[Required work]
Rewrite in full the stretch of data from the line containing "Target phrase = hazy horizon" through the line containing "point(377, 86)", shifting every coordinate in the answers by adding -59 to it.

[Given records]
____
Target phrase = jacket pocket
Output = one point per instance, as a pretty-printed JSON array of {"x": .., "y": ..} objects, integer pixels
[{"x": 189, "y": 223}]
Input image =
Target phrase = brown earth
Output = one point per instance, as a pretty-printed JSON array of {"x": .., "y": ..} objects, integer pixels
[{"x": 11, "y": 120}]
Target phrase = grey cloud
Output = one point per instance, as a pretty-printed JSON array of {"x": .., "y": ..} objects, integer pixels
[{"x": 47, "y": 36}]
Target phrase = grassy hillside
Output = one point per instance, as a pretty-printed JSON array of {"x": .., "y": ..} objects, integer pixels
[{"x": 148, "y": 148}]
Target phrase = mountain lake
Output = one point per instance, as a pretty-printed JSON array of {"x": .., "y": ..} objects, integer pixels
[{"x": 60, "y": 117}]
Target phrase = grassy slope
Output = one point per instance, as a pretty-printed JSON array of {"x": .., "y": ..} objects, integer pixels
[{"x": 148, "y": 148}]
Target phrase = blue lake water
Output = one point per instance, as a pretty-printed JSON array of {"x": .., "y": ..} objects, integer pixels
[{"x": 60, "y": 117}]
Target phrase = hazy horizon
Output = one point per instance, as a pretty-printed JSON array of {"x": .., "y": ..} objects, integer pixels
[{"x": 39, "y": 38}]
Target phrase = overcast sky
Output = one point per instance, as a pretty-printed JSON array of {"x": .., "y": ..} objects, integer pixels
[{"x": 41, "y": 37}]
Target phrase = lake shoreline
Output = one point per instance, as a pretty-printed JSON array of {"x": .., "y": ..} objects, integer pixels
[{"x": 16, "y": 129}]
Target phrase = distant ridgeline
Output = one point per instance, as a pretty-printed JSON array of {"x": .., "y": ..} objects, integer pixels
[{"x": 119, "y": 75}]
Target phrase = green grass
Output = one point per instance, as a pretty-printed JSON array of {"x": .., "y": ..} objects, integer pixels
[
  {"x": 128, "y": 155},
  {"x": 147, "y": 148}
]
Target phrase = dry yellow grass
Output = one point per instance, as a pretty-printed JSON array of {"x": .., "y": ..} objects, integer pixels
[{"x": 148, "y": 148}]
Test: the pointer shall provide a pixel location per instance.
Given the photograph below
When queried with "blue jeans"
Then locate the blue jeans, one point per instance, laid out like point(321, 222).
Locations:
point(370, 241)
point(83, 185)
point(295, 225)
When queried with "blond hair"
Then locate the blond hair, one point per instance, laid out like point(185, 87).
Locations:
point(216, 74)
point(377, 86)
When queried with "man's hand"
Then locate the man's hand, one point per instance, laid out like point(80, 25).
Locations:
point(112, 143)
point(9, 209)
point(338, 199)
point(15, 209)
____
[Result for this task]
Target phrase = hazy horizon
Output = one point per instance, as a pretty-printed JSON array of {"x": .., "y": ..} objects, integer pixels
[{"x": -20, "y": -21}]
Target phrase = overcast sky
Output = one point per instance, as a pretty-printed JSON array of {"x": .., "y": ..} objects, integer pixels
[{"x": -18, "y": -22}]
Target phrase = lake shoreline
Output = one point per instance, as a pretty-printed JSON array of {"x": .., "y": ..} objects, integer pixels
[{"x": -43, "y": 70}]
Target phrase = distant ridgeline
Output = one point per instance, as a pretty-printed JSON array of {"x": .., "y": ..} objects, integer pixels
[{"x": 60, "y": 16}]
Target phrase = green grass
Output = one point per instance, as a pretty-printed JSON array of {"x": .., "y": ..} objects, integer pixels
[
  {"x": 69, "y": 96},
  {"x": 88, "y": 89}
]
Target phrase = dry yellow grass
Output = one point per instance, as a pretty-printed JSON array of {"x": .., "y": ..} objects, integer pixels
[{"x": 89, "y": 89}]
Test: the pointer shall provide a pixel location per instance.
Given the photograph below
When queried with "blue jeans"
Then locate the blue jeans, one point per instance, laid out like point(321, 222).
Locations:
point(311, 182)
point(24, 126)
point(236, 166)
When queried with "blond hair"
Then locate the blond hair, one point per instance, laid out like point(185, 87).
Locations:
point(157, 15)
point(318, 27)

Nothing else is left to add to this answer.